• [Page excerpt]:
Yes, sometimes it can be inconvenient. It does not matter that I don't see
positive case with these vertices. I've seen it with other things. That all
is in conformance with what I wrote: "With that small performance-critical

subset we can do in C++ whatever performance tuning tricks are needed
for the concrete situations. That is other thing that makes C++ powerful.
It is often possible to get several times better overall performance by

optimizing only small subset of code." It does not mean that we need to
switch all our data into inconvenient to reason about format.

[Chris M. Thomasson]

On 7/27/2021 12:59 PM, Lynn McGuire wrote:
> "Nearly a quarter-century later, why is C++ still so popular?"
>
> https://sdtimes.com/softwaredev/nearly-a-quarter-century-later-why-is-c-still-so-popular/
>
>
> "Despite C++’s downward trend on the TIOBE Programming Community index
> since 2001, the language’s fall from the coveted top two slots in 2020,
> vociferous and persistent claims that C++ is “dead like COBOL,” and the
> inroads the Rust is making in developer circles – C++ is still as
> viable, vital and relevant as ever."
>

> Because it just works ?
>

> And I am not impressed with Rust whatsoever.
>

Never used Rust, humm. Perhaps I will give it a go, maybe start with
some online compilers:

https://play.rust-lang.org

Humm, it should be fun for me to try to port some of my existing
programs into Rust.

C++ is an excellent language that can be used to create many awesome
things. Want to write a low level subsystem, or a runtime for your own
language, C++ is there. Want to create really fast low level server
code, C++ is there. Are you looking for low level, fairly fine grain
access to std threads and atomics/membars, C++ is there!

C++ is there for a lot of things. Want to create an OS? C++ can come in
handy. Keep in mind that nobody has to use all of the "fancy" features.
Wrt the OS case, one can use "just" enough C++ to get the job done.

[Lynn McGuire]

The newest Firefox, version 90, is reputedly now majority Rust. I am
having problems with it using enormous amounts of ram in its ten Win64
processes on my Windows 7x64 Pro PC, up to 9 GB of ram now. I have been
shutting Firefox down and restarting it twice a day as a solution. The
Firefox developers are not interested.

Lynn

[Richard]

[Please do not mail me a copy of your followup]

Keith Thompson <Keith.S.T...@gmail.com> spake the secret code
<871r7ji...@nosuchdomain.example.com> thusly:

>Saying that garbage collection is a substitute for destructors suggests
>that memory is the only resource that needs to be managed.

I'd say that it also implies an incomplete/shallow understanding of
both destructors and garbage collection.

• [Material]:

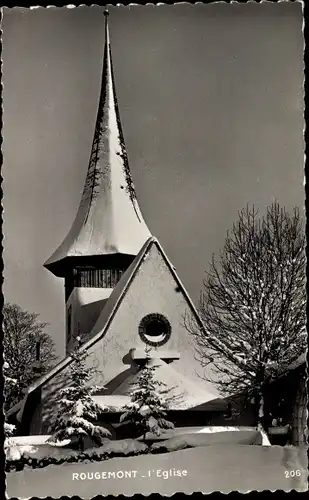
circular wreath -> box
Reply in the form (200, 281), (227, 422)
(138, 313), (172, 347)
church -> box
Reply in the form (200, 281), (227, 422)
(9, 12), (226, 436)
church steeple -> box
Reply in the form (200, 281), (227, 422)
(44, 11), (151, 277)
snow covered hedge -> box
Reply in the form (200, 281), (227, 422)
(150, 430), (262, 453)
(5, 439), (149, 472)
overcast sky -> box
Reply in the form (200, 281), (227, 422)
(2, 2), (304, 356)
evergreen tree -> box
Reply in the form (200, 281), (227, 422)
(49, 337), (110, 449)
(120, 350), (174, 439)
(2, 303), (57, 411)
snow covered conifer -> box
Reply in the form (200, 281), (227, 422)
(49, 337), (110, 449)
(120, 348), (174, 439)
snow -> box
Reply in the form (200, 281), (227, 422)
(5, 434), (70, 446)
(151, 429), (263, 452)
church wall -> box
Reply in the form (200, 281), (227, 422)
(66, 287), (113, 349)
(28, 245), (217, 433)
(83, 244), (217, 397)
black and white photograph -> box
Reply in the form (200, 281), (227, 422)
(2, 1), (308, 500)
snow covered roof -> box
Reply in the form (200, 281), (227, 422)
(10, 237), (217, 422)
(44, 10), (151, 276)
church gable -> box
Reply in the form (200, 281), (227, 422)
(85, 238), (217, 402)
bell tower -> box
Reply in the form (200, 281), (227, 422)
(44, 11), (151, 353)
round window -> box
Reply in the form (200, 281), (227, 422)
(138, 314), (171, 347)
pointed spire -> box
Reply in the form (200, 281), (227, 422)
(44, 10), (151, 276)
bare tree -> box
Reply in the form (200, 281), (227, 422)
(2, 303), (57, 410)
(185, 202), (307, 430)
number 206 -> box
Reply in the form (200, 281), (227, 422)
(284, 469), (301, 479)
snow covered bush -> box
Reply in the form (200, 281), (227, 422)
(120, 351), (174, 439)
(5, 439), (149, 472)
(49, 345), (111, 450)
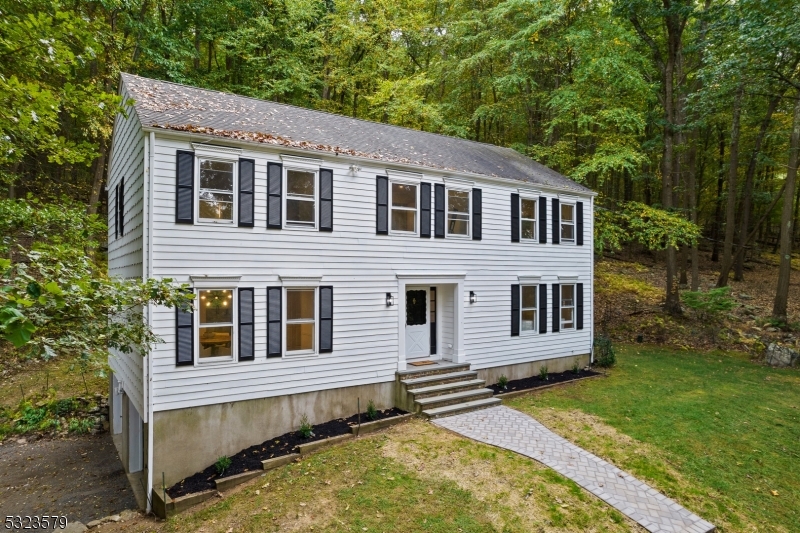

• [What to work on]:
1. Reproduce the part of the C++ forum thread from "C++ is an excellent" up to and including "the job done.".
2. Turn the paragraph of the C++ forum thread that begins "C++ is an excellent language" into a short bulleted list that keeps its main points.

• [Exercise results]:
1.
C++ is an excellent language that can be used to create many awesome
things. Want to write a low level subsystem, or a runtime for your own
language, C++ is there. Want to create really fast low level server
code, C++ is there. Are you looking for low level, fairly fine grain
access to std threads and atomics/membars, C++ is there!

C++ is there for a lot of things. Want to create an OS? C++ can come in
handy. Keep in mind that nobody has to use all of the "fancy" features.
Wrt the OS case, one can use "just" enough C++ to get the job done.

2.
- C++ is an excellent language for creating many kinds of software.
- It suits writing a low-level subsystem or a runtime for your own language.
- It suits really fast low-level server code.
- It gives fairly fine-grained access to std threads and atomics/membars.